++++ Data records

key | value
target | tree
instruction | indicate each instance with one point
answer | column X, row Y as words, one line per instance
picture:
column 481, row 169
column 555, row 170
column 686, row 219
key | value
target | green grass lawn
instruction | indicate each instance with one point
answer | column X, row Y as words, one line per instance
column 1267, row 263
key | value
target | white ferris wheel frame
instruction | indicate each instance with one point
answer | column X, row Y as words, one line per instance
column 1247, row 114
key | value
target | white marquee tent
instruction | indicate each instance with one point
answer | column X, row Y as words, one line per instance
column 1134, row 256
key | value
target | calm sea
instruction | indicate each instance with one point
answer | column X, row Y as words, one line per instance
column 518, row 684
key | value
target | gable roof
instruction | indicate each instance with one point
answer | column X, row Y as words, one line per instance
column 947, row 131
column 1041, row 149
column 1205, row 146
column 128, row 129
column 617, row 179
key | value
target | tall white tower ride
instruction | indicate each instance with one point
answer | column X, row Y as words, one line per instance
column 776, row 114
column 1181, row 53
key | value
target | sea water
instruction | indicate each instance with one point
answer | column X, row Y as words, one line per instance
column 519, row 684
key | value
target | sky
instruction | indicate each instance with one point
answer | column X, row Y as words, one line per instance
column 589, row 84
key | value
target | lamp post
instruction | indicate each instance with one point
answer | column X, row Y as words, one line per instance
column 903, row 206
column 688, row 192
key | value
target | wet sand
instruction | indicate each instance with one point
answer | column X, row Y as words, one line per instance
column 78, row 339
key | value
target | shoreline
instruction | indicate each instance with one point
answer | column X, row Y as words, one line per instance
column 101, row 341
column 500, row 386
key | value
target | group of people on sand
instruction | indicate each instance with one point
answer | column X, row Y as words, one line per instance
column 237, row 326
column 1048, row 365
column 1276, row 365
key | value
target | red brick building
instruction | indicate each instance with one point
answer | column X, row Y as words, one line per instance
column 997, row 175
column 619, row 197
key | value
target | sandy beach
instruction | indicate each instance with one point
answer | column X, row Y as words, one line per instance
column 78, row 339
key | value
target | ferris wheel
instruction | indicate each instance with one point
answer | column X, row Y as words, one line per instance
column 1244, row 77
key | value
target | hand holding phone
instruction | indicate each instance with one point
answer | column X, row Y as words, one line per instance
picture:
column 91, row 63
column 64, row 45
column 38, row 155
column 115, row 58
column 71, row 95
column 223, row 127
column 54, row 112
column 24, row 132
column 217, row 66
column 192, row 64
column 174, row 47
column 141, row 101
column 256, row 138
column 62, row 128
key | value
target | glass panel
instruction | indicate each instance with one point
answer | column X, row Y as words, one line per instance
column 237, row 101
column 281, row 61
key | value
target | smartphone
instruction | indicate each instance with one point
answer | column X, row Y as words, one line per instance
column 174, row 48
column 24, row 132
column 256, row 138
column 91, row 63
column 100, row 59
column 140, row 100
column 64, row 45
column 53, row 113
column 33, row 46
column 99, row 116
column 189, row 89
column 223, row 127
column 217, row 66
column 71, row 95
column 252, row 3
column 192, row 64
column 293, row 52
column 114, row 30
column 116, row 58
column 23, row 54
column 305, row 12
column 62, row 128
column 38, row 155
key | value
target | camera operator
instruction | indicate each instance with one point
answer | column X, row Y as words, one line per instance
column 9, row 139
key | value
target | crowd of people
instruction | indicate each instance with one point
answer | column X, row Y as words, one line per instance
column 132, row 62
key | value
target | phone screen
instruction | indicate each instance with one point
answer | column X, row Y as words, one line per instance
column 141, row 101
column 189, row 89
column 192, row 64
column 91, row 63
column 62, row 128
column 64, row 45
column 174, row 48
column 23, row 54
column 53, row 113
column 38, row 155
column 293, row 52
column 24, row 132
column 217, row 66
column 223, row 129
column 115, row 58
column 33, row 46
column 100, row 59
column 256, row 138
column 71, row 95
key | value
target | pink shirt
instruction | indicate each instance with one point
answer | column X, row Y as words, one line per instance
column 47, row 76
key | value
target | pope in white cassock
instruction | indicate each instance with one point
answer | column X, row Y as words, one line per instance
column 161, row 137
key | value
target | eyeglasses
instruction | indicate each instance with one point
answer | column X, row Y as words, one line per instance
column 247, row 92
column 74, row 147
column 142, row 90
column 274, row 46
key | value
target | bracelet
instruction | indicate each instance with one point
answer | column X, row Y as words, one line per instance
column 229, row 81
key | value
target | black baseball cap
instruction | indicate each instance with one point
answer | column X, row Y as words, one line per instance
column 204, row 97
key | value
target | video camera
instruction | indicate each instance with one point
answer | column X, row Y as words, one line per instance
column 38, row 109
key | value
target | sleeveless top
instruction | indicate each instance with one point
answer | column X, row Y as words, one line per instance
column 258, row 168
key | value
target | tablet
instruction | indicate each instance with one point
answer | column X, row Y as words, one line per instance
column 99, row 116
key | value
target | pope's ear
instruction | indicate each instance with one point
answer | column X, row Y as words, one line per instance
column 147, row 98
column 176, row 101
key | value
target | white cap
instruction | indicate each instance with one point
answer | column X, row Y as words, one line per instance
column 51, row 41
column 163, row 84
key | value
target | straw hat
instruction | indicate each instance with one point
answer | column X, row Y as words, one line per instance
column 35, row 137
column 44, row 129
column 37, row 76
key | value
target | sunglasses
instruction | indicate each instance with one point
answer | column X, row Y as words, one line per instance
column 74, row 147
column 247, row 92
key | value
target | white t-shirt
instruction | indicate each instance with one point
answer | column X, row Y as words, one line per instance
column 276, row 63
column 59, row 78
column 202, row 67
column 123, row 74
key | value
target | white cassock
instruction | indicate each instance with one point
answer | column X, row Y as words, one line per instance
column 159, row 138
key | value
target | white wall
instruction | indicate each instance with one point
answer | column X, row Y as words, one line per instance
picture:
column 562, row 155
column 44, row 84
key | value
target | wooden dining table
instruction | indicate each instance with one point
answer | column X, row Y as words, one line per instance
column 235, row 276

++++++++

▶ [Challenge] State how many lines in the records contain the string "pope". Reply with the number alone.

▶ [Written response] 2